### [Anweisung 1]
Beantworte anhand des folgenden Textauszugs diese Fragen knapp:
(a) Wo werden die Plastikprodukte vor allem produziert?
(b) Unter welcher Bedingung gelangt Plastik in die Umwelt?
(c) Warum zersetzt sich Plastik auf dem Meeresboden nur sehr langsam?

### [Textauszug]
|---|
Warum braucht es ein solches Abkommen?
Annika Jahnke: Die Herstellung, Nutzung und Entsorgung von Plastik sind global vernetzt. Das kommt aus Ländern wie Indien und Saudi-Arabien; produziert werden die Plastikprodukte vor allem im globalen Norden, bevor sie dann weltweit genutzt werden. Existieren keine effektiven Müllsammelsysteme, gelangt Plastik in die Umwelt und wird in alle Himmelsrichtungen verteilt. Plastik hält sich also wie viele andere Umweltschadstoffe nicht an nationale Grenzen und bereitet folglich grenzüberschreitend Probleme: Plastikmüll gelangt in den unterschiedlichsten Formen und Größen nicht nur beispielsweise auf alpine Gletscher, in die Weltmeere und in die Tiefsee, sondern wird auch in entfernten Inselstaaten angeschwemmt. Es erreicht quasi jeden Winkel der Erde. Folglich muss das Handeln zwischen den Ländern abgestimmt werden. Hinzu kommt, dass Plastik langlebig ist. Sinkt es beispielsweise auf den Meeresboden ab, zersetzt es sich dort nur sehr langsam, weil in diese Tiefen keine Sonne dringt und die Temperaturen nahezu konstant niedrig bleiben.
|---|
### [Bereitgestellte Einträge]
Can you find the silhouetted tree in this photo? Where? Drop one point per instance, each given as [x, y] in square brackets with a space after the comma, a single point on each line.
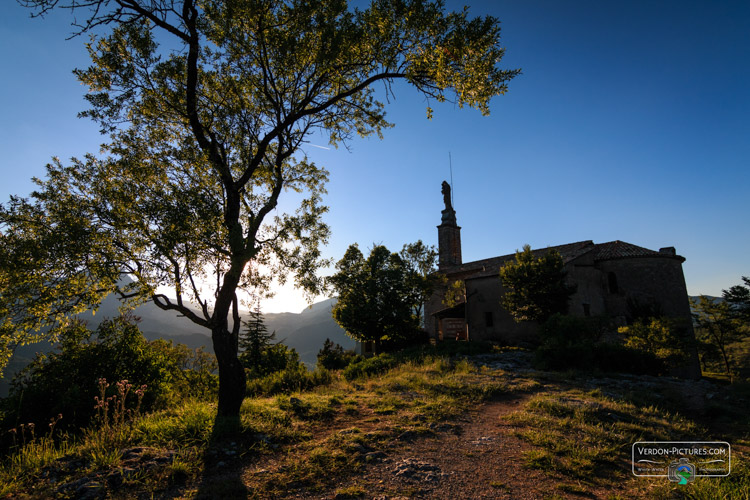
[535, 287]
[374, 300]
[208, 106]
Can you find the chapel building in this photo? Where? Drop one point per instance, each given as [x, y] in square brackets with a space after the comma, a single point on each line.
[616, 279]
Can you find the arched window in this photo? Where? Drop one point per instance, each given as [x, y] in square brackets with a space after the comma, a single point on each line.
[612, 280]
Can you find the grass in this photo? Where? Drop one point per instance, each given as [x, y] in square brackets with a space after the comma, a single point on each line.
[306, 443]
[586, 435]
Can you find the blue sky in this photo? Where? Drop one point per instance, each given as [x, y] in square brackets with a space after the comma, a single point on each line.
[631, 121]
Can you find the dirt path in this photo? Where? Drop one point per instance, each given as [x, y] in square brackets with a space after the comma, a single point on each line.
[476, 458]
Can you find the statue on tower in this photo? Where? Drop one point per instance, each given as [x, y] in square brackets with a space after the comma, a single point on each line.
[447, 197]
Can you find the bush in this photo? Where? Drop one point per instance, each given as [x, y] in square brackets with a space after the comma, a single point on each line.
[598, 357]
[291, 379]
[565, 331]
[571, 343]
[367, 367]
[334, 357]
[66, 382]
[661, 337]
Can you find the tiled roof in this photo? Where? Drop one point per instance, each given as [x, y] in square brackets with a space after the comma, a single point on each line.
[619, 249]
[602, 251]
[491, 266]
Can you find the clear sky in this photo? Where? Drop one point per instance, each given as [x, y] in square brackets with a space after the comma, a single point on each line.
[631, 121]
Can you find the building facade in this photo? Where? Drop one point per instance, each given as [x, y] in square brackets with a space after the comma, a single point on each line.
[616, 279]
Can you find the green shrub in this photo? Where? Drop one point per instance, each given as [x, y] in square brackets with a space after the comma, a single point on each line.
[598, 357]
[660, 336]
[66, 382]
[571, 343]
[368, 367]
[291, 379]
[334, 357]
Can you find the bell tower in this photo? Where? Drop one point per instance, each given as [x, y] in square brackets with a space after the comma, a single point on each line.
[449, 233]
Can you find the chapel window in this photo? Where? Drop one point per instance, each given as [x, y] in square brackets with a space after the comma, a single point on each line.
[612, 280]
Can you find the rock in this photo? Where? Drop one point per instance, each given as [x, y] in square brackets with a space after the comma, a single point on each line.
[407, 436]
[413, 469]
[375, 457]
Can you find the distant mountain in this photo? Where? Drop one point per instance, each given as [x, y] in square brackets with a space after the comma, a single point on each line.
[305, 332]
|---|
### [Anweisung 2]
Gib aus den Einträgen oben die Zeilen unverändert wieder, von der Zeile mit „Can you find the chapel window“ an bis einschließlich zur letzten Zeile der Einträge.

### [Vollständige Antwort 1]
(a) Vor allem im globalen Norden.
(b) Wenn keine effektiven Müllsammelsysteme existieren.
(c) Weil in diese Tiefen keine Sonne dringt und die Temperaturen nahezu konstant niedrig bleiben.

### [Vollständige Antwort 2]
Can you find the chapel window in this photo? Where? Drop one point per instance, each given as [x, y] in square brackets with a space after the comma, a single point on each line.
[612, 280]
Can you find the rock in this photo? Where? Drop one point per instance, each given as [x, y] in square brackets with a space after the comma, a single point on each line.
[407, 436]
[413, 469]
[375, 457]
Can you find the distant mountain in this photo? Where? Drop one point per instance, each given as [x, y] in square brackets with a space after the comma, a single point on each line.
[305, 332]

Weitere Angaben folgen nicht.